> [PROBLEM]:
Turn the lines starting with the one containing "point: white tag on label" and going on through the final line into a Markdown table with two columns, Row and Line. Give each line its own numbered row and leave out blank lines.

____________

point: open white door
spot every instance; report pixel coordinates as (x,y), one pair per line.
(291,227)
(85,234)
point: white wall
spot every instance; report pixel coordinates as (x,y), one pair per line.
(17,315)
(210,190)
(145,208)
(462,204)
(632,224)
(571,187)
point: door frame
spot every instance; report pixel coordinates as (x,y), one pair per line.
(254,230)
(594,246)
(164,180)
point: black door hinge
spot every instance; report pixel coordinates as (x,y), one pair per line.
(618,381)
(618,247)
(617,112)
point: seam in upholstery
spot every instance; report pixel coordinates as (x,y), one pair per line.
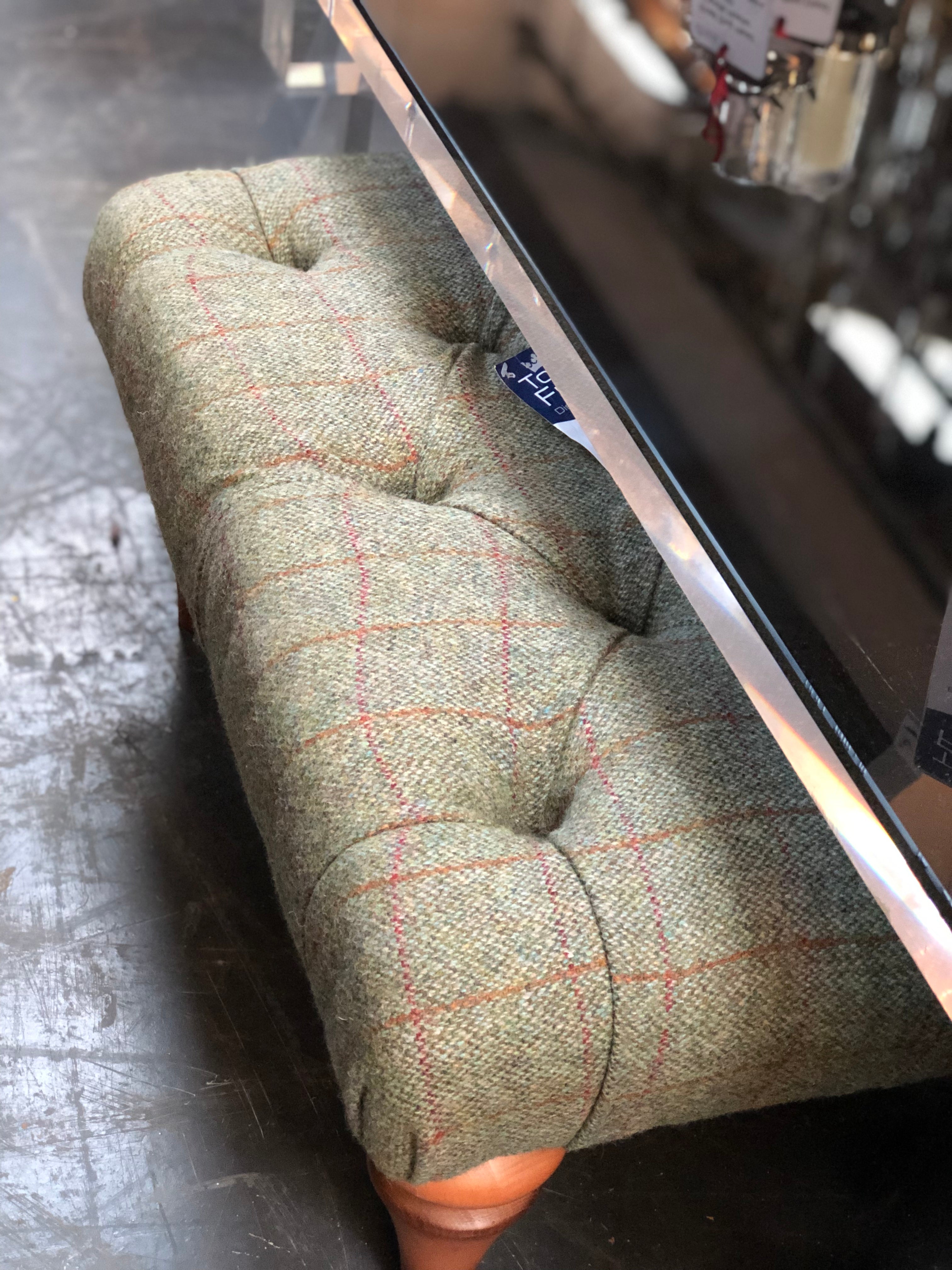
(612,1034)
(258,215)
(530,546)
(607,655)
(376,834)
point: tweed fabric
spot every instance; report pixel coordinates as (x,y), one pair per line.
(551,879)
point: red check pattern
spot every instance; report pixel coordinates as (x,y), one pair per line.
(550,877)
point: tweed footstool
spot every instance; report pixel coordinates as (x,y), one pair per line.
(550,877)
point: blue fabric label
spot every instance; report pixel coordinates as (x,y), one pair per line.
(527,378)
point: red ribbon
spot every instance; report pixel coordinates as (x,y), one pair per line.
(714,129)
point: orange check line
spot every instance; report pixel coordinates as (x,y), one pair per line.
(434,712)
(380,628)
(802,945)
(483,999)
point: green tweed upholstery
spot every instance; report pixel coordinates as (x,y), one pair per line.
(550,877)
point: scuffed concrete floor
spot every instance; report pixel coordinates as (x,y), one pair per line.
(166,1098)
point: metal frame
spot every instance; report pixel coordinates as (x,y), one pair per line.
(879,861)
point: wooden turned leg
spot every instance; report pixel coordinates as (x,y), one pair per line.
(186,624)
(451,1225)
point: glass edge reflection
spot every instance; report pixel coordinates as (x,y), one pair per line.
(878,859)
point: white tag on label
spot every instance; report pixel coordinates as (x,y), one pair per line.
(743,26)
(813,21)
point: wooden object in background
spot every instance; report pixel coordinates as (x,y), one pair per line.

____________

> [SOLVED PROBLEM]:
| Row | Line |
|---|---|
| 1 | point: white tag on label |
| 2 | spot every instance; report pixel coordinates as (x,y), one pair per line. |
| 3 | (743,26) |
| 4 | (813,21) |
| 5 | point: wooden object in background |
| 6 | spot every instance; report pixel coordinates as (x,y), one pair per line. |